* ПОСТАВЛЕННАЯ ЗАДАЧА 1 *
Выпишите из приведенных ниже записей все строки, в которых встречается слово «eyeglasses».

══ СТАТЬЯ

Чего только не успел он нарисовать (тушью и пальцем, тушью и пером, фломастерами) за четверть века! Он блестяще знал и знает город — дом за домом, квартал за кварталом. Ведь и в годы оккупации, и в послевоенные годы он жил с городом, и, встречая людей и вглядываясь в обрушившиеся здания, и зарисовывая наизусть, как бы предчувствовал, что уедет, уедет, уедет...
Куда только не забрасывала судьба Эрнста Черненко! Он влюбился в Алма-Ате в дочь известного писателя Мориса Симашко (правда, и он из Одессы, и здесь его фамилия звучала не менее естественно, для юга, во всяком случае, — Морис Шамис). Так Эрик переехал в Казахстан, откуда в газету присылал сделанные по памяти сотни рисунков Одессы.
Так Эрнст стал редактором издательства. Пробовал себя в прозе. Но от главных влюбленностей не отрекался — ни от биологии, ни от рисунков Одессы.
В этом году Эрик Черненко приехал погостить в родной город, приехал из... Израиля. Вот так причудливо складываются судьбы людей. И привез... рисунки Одессы. Его Одессы. Он ходил по городу, внимательно вглядывался в постройки, в памятники, ничего не хулил, но в его душе жила Одесса его молодости, Одесса его предков.
Первая прогулка — к восстанавливаемому собору. Ведь его дед служил здесь службу. А потом по адресам, где жил когда-то с родителями: Малый переулок, 5, Балковская напротив Скидановского спуска, Градоначальницкая...
Это был город его детства, его памяти. Как и школа № 14 на Колонтаевской, как и школа П. С. Столярского, и память о том, что Учитель, больно помяв ему пальцы правой руки, сказал: «Он-таки будет играть на скрипке!». И отдал дитя не кому-нибудь, а Берте Михайловне Рейнгбальд. Когда после войны Эрик пришел в школу, он не нашел свою учительницу, и никто не сказал ему, что, когда ей в очередной раз отказали в ее квартире, она бросилась в лестничный пролет. Эрик не знал этого. Но он знал — в этом был его характер, что ни у кого другого учиться играть на скрипке не будет... Нет, не нашел этот трагический сюжет воплощения в его рисунках, но кто знает, как повлиял он на их тональность?!.

════
══ ДАННЫЕ УПРАЖНЕНИЯ

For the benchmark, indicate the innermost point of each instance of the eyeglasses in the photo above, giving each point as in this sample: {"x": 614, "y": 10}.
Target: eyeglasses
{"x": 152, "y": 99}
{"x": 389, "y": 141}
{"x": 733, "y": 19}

════

* ПОСТАВЛЕННАЯ ЗАДАЧА 2 *
Продолжите статью об Эрнсте Черненко, начав сразу после ее последнего предложения.

* ОТВЕТ К УПРАЖНЕНИЮ 1 *
For the benchmark, indicate the innermost point of each instance of the eyeglasses in the photo above, giving each point as in this sample: {"x": 614, "y": 10}.
Target: eyeglasses

* ОТВЕТ К УПРАЖНЕНИЮ 2 *
Я мог бы писать о том, как говорили «за Одессу» Морис Шамис и Эрик Черненко, мог бы рассказывать о его нынешних впечатлениях об Израиле, который принял его всем сердцем, но мне, прежде всего, хочется показать, именно показать, Одессу глазами Эрнста Черненко. Этими рисунками не стыдно иллюстрировать и В. Катаева, и В. Жаботинского.
И еще — не забыть бы — Эрик Черненко любит рисовать Одессу в дождь, под мелкой моросью. «Косые струи дождя, словно в ученической тетради первоклассника, перечерки-вают синеватую массу Оперы...» — это из статьи Эрнста Черненко.
Он мог стать биологом Украины, Крыма, Казахстана, Израиля. Он мог стать литератором, путешественником. Я думаю, всему этому он предпочел — стать художником, графиком, влюбленным в родной город.
Мы познакомились с Эриком Черненко, биологом, человеком, влюбленным в Крым, в стихи Максимилиана Волошина и стихи одесского друга знаменитого коктебельца — профессора биологии Ивана Пузанова, в середине 1960-х годов. Привел его в редакцию «Комсомольской искры» Саша Розенбойм, и Эрик открыл предо мной свою заветную папку. И все одесские решетки, все мосты, все фонари — город ожил предо мной.